**Rows of box annotation data**
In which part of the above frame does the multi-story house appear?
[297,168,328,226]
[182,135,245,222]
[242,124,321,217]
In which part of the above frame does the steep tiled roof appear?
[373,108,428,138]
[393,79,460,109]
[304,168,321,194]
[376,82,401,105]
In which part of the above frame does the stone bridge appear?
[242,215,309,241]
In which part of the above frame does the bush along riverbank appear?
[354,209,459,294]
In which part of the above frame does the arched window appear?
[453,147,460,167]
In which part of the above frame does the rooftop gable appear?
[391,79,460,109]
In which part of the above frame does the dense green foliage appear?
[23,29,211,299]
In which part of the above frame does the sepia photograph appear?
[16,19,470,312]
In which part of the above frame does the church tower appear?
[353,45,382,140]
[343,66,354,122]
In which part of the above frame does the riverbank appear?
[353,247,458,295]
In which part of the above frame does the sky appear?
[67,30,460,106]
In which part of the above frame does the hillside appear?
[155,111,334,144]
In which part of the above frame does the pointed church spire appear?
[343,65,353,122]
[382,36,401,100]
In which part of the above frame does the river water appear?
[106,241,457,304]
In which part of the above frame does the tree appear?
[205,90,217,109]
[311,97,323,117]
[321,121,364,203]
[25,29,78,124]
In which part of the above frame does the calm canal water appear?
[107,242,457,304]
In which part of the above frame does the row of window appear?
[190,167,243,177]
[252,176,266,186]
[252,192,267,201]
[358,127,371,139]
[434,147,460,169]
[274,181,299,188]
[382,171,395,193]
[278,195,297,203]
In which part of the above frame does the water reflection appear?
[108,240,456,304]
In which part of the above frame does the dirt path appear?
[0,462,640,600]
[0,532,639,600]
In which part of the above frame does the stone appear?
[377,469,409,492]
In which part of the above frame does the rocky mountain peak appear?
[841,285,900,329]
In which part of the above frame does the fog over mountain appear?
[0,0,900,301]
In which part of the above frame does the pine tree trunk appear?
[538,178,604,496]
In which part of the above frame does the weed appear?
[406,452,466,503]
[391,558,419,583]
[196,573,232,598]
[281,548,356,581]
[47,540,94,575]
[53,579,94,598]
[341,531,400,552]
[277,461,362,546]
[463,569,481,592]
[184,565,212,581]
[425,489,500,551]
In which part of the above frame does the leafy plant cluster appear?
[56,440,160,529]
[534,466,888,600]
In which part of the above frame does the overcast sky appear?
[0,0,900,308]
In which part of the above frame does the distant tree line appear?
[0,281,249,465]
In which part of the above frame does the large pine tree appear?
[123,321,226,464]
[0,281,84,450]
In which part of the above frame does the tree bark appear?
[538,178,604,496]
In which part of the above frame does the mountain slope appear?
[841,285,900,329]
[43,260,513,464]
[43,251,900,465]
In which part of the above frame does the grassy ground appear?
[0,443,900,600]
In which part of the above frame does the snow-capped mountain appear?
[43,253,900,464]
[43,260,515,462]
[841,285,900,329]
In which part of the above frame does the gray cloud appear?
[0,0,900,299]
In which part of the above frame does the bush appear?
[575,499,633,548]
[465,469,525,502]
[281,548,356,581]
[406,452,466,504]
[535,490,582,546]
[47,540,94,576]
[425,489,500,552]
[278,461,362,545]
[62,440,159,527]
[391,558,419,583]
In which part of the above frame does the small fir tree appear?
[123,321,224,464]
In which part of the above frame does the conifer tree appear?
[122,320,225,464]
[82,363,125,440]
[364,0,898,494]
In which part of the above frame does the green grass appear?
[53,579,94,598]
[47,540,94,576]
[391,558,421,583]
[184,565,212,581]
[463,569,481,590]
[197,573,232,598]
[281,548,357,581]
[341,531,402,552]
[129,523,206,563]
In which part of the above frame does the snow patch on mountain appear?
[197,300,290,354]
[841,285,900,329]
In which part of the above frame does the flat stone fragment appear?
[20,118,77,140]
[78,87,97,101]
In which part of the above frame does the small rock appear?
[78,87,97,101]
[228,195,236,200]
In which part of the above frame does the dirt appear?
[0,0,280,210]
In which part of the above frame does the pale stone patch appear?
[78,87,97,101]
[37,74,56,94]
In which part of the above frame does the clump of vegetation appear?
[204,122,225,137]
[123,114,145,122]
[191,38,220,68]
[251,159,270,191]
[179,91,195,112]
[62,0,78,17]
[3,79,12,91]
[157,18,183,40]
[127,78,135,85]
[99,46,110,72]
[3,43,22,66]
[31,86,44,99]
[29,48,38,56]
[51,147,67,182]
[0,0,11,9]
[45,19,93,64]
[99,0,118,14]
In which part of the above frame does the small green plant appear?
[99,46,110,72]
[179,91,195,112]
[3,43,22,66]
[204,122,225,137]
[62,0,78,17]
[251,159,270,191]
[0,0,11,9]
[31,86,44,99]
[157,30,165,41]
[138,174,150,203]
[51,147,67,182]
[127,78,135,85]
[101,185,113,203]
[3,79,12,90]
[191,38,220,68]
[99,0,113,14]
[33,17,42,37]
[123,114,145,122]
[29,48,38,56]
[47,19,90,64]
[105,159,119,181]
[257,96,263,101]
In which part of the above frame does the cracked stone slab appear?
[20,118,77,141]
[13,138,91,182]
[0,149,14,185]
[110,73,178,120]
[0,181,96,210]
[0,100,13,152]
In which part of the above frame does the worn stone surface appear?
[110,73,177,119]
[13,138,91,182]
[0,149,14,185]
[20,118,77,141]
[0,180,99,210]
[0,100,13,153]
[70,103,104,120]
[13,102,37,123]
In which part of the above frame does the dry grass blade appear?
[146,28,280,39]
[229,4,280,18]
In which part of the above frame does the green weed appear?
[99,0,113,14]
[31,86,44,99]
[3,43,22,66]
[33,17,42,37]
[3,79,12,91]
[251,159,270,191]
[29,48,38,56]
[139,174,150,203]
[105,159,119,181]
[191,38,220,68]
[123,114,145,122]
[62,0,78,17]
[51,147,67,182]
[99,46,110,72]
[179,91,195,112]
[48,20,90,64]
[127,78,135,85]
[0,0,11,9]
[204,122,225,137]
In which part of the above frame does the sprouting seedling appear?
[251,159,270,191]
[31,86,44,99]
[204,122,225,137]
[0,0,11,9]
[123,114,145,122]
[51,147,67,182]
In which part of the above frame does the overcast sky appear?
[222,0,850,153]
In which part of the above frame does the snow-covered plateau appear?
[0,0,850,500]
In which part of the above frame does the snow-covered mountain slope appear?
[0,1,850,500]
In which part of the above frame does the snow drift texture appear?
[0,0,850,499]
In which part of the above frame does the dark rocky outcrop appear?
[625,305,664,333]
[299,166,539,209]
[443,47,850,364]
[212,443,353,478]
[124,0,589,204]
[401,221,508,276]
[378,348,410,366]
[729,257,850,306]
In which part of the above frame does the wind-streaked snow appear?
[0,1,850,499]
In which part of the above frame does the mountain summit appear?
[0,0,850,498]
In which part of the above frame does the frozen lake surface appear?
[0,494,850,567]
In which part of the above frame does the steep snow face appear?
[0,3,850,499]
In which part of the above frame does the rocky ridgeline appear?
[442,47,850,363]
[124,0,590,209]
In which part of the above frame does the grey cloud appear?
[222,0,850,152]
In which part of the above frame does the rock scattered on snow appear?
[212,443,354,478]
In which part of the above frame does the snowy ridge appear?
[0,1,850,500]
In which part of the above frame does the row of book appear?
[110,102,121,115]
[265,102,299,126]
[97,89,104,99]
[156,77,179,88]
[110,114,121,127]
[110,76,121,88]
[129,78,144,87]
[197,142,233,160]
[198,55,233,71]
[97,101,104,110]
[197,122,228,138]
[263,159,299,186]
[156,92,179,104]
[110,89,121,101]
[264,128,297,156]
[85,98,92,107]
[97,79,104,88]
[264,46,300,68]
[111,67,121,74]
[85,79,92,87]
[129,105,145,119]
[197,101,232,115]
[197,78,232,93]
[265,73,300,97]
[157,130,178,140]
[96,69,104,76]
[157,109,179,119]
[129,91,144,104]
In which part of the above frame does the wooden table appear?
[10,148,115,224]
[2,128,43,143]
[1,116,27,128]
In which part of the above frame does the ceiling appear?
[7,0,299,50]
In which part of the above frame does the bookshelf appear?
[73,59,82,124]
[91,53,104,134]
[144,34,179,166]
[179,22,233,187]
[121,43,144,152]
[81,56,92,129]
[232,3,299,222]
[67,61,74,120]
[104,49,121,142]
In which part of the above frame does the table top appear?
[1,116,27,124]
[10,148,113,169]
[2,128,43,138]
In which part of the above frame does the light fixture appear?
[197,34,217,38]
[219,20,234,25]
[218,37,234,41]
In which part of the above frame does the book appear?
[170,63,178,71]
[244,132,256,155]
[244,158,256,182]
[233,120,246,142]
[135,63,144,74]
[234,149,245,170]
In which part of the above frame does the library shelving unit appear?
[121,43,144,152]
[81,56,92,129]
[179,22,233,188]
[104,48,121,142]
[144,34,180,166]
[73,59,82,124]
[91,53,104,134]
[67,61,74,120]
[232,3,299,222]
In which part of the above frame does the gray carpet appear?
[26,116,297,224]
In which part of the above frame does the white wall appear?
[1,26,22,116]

**What you will do**
Recast the records above as a numbered list, skipping blank lines, from the line containing "In which part of the above frame does the pale" up to and including the line containing "[0,100,13,152]". List only those lines.

**Correct response**
1. In which part of the above frame does the pale stone patch appear?
2. [78,87,97,101]
3. [37,74,56,94]
4. In which part of the above frame does the clump of vegetation appear?
5. [204,122,225,137]
6. [123,114,145,122]
7. [191,38,220,68]
8. [251,159,270,191]
9. [179,91,195,112]
10. [62,0,78,17]
11. [3,79,12,91]
12. [157,18,183,40]
13. [127,78,135,85]
14. [99,46,110,72]
15. [3,43,22,66]
16. [31,86,44,99]
17. [29,48,38,56]
18. [51,147,67,182]
19. [0,0,11,9]
20. [45,19,93,64]
21. [99,0,118,14]
22. In which part of the above frame does the small green plant appear?
23. [99,46,110,72]
24. [179,91,195,112]
25. [3,43,22,66]
26. [204,122,225,137]
27. [62,0,78,17]
28. [251,159,270,191]
29. [0,0,11,9]
30. [31,86,44,99]
31. [157,30,165,41]
32. [138,174,150,203]
33. [51,147,67,182]
34. [127,78,135,85]
35. [101,185,113,203]
36. [3,79,12,90]
37. [191,38,220,68]
38. [99,0,113,14]
39. [33,17,42,37]
40. [123,114,145,122]
41. [29,48,38,56]
42. [47,19,90,64]
43. [105,159,119,181]
44. [257,96,263,101]
45. In which part of the above frame does the cracked stone slab appear?
46. [20,118,77,141]
47. [13,138,91,182]
48. [0,149,14,185]
49. [110,73,178,120]
50. [0,181,96,210]
51. [0,100,13,152]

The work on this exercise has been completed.